§ **EXERCISE REQUIREMENTS**:
All of the data that follows should be given again exactly, without its images.

···

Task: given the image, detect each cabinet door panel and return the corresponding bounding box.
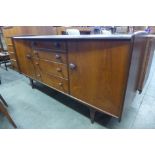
[14,40,36,79]
[68,40,131,117]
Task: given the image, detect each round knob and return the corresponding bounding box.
[55,54,61,59]
[34,51,38,55]
[58,82,63,87]
[37,74,41,77]
[26,54,31,59]
[35,62,39,65]
[56,67,62,72]
[69,63,76,70]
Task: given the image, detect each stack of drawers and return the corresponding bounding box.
[31,41,69,93]
[2,27,19,71]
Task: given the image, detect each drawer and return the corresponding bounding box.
[10,59,18,70]
[41,72,69,93]
[5,38,13,45]
[7,45,14,53]
[33,49,67,64]
[33,59,68,79]
[9,52,16,60]
[32,41,66,52]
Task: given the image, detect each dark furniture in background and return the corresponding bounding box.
[0,52,10,70]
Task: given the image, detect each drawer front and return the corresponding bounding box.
[41,72,69,93]
[9,52,16,60]
[33,59,68,79]
[33,49,67,64]
[32,41,66,52]
[7,45,14,53]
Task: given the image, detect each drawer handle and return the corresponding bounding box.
[56,67,62,72]
[26,54,31,59]
[35,62,39,65]
[34,51,38,55]
[58,82,63,87]
[69,63,76,70]
[55,54,61,59]
[37,74,41,77]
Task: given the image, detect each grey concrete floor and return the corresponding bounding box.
[0,53,155,128]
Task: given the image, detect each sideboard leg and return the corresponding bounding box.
[29,78,34,89]
[138,90,142,94]
[4,62,8,71]
[118,116,122,122]
[89,108,96,123]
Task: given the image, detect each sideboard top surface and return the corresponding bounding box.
[12,34,134,40]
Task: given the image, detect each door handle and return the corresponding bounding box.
[69,63,76,70]
[26,54,31,59]
[55,54,61,59]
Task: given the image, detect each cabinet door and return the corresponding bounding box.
[68,40,131,117]
[14,40,36,79]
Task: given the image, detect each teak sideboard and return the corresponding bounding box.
[12,34,155,122]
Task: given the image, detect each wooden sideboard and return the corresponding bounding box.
[12,34,155,122]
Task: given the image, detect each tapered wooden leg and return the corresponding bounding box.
[29,78,34,89]
[118,116,122,122]
[0,94,8,107]
[89,108,96,123]
[4,62,8,71]
[138,90,142,94]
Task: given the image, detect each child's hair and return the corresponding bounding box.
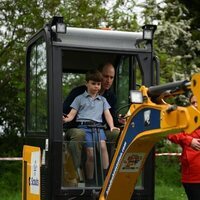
[85,69,103,82]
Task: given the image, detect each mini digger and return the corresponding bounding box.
[22,16,200,200]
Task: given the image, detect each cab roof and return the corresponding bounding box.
[54,27,145,52]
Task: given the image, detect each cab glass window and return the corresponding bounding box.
[116,55,144,189]
[116,56,143,113]
[27,37,47,133]
[116,57,130,113]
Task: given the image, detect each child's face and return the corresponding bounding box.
[86,80,101,95]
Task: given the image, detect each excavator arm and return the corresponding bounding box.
[99,73,200,200]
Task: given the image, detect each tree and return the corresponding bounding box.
[0,0,61,136]
[161,0,200,81]
[59,0,139,30]
[179,0,200,40]
[139,0,200,82]
[59,0,107,28]
[104,0,139,30]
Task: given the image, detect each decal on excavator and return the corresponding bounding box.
[22,145,41,200]
[120,152,144,172]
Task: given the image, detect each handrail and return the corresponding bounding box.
[0,157,22,161]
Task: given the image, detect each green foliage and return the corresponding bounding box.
[1,193,21,200]
[155,156,187,199]
[0,135,22,157]
[179,0,200,38]
[138,0,200,83]
[62,73,85,100]
[155,155,181,186]
[154,0,200,82]
[0,0,60,135]
[139,0,159,25]
[156,139,181,155]
[59,0,108,28]
[155,184,187,200]
[155,139,187,199]
[105,0,139,31]
[0,161,22,199]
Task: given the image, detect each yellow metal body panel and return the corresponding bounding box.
[22,145,41,200]
[191,73,200,112]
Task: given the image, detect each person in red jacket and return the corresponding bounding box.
[167,94,200,200]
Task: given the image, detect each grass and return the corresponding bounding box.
[155,185,187,200]
[0,161,22,200]
[1,192,21,200]
[0,152,186,200]
[155,155,186,199]
[155,141,187,200]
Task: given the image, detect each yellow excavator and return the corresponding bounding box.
[23,72,200,200]
[22,16,200,200]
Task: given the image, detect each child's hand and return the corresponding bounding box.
[63,115,68,123]
[110,127,120,132]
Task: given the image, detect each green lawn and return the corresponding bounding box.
[155,185,187,200]
[0,162,22,200]
[0,155,187,200]
[155,154,187,200]
[1,192,21,200]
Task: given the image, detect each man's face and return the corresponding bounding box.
[101,64,115,90]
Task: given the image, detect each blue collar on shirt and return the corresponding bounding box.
[83,91,101,100]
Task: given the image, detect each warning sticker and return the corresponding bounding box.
[30,151,40,195]
[120,152,145,172]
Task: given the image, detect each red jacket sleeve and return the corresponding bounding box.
[167,132,193,147]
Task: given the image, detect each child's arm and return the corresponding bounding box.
[63,108,77,123]
[104,109,120,131]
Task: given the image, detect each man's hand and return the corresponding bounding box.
[191,138,200,150]
[118,114,126,125]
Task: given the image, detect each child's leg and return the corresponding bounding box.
[100,140,109,169]
[83,127,95,182]
[85,147,94,180]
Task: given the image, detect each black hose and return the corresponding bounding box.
[147,80,190,99]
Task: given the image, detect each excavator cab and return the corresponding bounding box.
[22,16,159,200]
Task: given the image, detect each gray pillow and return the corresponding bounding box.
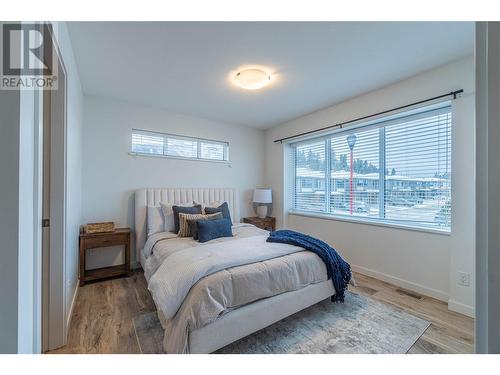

···

§ **REPLY TO THE TASK**:
Task: given the image, detect each cabinet door panel and return the corresponding bounding box.
[14,40,36,79]
[68,40,131,117]
Task: given the image, detect each round knob and return the corresponding bounding box.
[55,54,61,59]
[34,51,38,55]
[58,82,63,87]
[37,74,41,77]
[26,54,31,59]
[35,62,39,65]
[56,67,62,72]
[69,63,76,70]
Task: given the image, detect each stack of drawers and return the corresponding bounding box.
[31,41,69,93]
[2,27,19,71]
Task: given the image, detect each drawer and return the corresponding bounding box.
[10,59,18,70]
[41,72,69,93]
[5,38,13,45]
[7,45,14,53]
[33,49,67,64]
[33,59,68,79]
[9,52,16,60]
[32,41,66,52]
Task: given the image, detect each dark furniture in background and return the corresponding bounding box.
[0,52,10,70]
Task: given the image, detect each drawer front and return the corresponding bounding box.
[41,72,69,93]
[9,52,16,60]
[33,59,68,79]
[33,49,67,64]
[32,41,66,52]
[7,45,14,53]
Task: given the image, detect each drawer handle and return the corresponding bounding box.
[56,67,62,72]
[26,54,31,59]
[35,62,39,65]
[34,51,38,55]
[58,82,63,87]
[69,63,76,70]
[55,54,61,59]
[37,74,41,77]
Task: given the image, detect each grey concrete floor and return the corresponding bounding box.
[0,53,155,128]
Task: given the image, detect each sideboard leg and return the corresponding bounding box.
[29,78,34,89]
[138,90,142,94]
[4,62,8,71]
[118,116,122,122]
[89,108,96,123]
Task: given the image, detect each sideboard top surface and return the corresponding bounding box.
[12,34,134,40]
Task: given the image, detect each door handle and return the corresponding bounding box.
[69,63,76,70]
[26,54,31,59]
[55,54,61,59]
Task: given the image, detect each cabinet door and return the corresponding bounding box.
[68,40,131,117]
[14,40,36,79]
Task: given the image, detect each teak sideboard and return the corresponding bounding box.
[12,34,155,122]
Task: given the image, detect each wooden sideboard and return the corresponding bounding box.
[12,34,155,122]
Task: given the image, detect each tapered wooden leg and return the corresponding bounding box.
[29,78,34,89]
[118,116,122,122]
[0,94,8,107]
[89,108,96,123]
[4,62,8,71]
[138,90,142,94]
Task: given the image, detect each child's hair and return the corresponding bounding box.
[85,69,103,82]
Task: given the image, detect each mini digger and return the corresponding bounding box.
[22,16,200,200]
Task: given the image, detect each cab roof and return the corresponding bounding box.
[54,27,145,52]
Task: given the image, detect each cab glass window and return the corresponding bounding box.
[116,55,144,189]
[116,56,143,113]
[27,37,47,133]
[116,57,130,113]
Task: given the image, detect each child's face and return the corresponding bounding box.
[86,80,101,95]
Task: given the image, detect each excavator arm and return the corresponding bounding box.
[99,73,200,200]
Task: given the image, detect each tree and return the corresponding bounding box.
[0,0,61,136]
[161,0,200,81]
[59,0,139,30]
[179,0,200,40]
[139,0,200,82]
[59,0,107,28]
[104,0,139,30]
Task: given the image, detect each decal on excavator and return the corresponding bounding box.
[22,145,41,200]
[120,152,144,172]
Task: given the image, detect each handrail and return the corresponding bounding box.
[0,157,22,161]
Task: given the image, detect each green foliage and return the corresponding bounding box.
[1,193,21,200]
[155,156,187,199]
[0,135,22,157]
[179,0,200,38]
[138,0,200,83]
[62,73,85,100]
[155,155,181,186]
[154,0,200,82]
[0,0,60,135]
[139,0,159,25]
[156,139,181,155]
[59,0,108,28]
[155,184,187,200]
[155,139,187,199]
[105,0,139,31]
[0,161,22,199]
Task: given the image, detect each yellow metal body panel and return the corresponding bounding box.
[22,145,41,200]
[191,73,200,112]
Task: given the image, detect each person in red jacket and return the corresponding bounding box.
[167,94,200,200]
Task: given the image, detect each grass and return the corresponding bounding box.
[155,185,187,200]
[0,161,22,200]
[1,192,21,200]
[0,152,186,200]
[155,155,186,199]
[155,141,187,200]
Task: given the image, detect each yellow excavator and return the corresponding bounding box.
[23,72,200,200]
[22,16,200,200]
Task: given the image, detect each child's hand and return the corresponding bounding box.
[63,115,68,123]
[110,127,120,132]
Task: given the image, detect each green lawn and return the corresponding bounding box.
[155,185,187,200]
[0,162,22,200]
[0,155,187,200]
[155,154,187,200]
[1,192,21,200]
Task: given the image, detect each man's face and return the corresponding bounding box.
[101,64,115,90]
Task: given the image, detect each blue collar on shirt and return the corresponding bounding box.
[83,91,101,100]
Task: given the image, detect each warning sticker and return the corresponding bounding box.
[30,151,40,195]
[120,152,145,172]
Task: given the image, detect each red jacket sleeve and return the corresponding bounding box.
[167,132,193,147]
Task: given the image, detect each child's arm and return the corresponding bounding box.
[63,108,77,123]
[104,109,120,131]
Task: given the image, detect each man's hand and return the corresponding bounding box.
[191,138,200,150]
[118,114,126,125]
Task: given the image, detect each child's leg and return the corresponding bounding box.
[100,140,109,169]
[83,127,95,182]
[85,147,94,180]
Task: given the image, detect each black hose and return the corresponding bounding box.
[147,80,190,99]
Task: given the image, detect each excavator cab and return the corresponding bounding box.
[22,16,159,200]
Task: given the image, detect each gray pillow and return the corresponding bounding box.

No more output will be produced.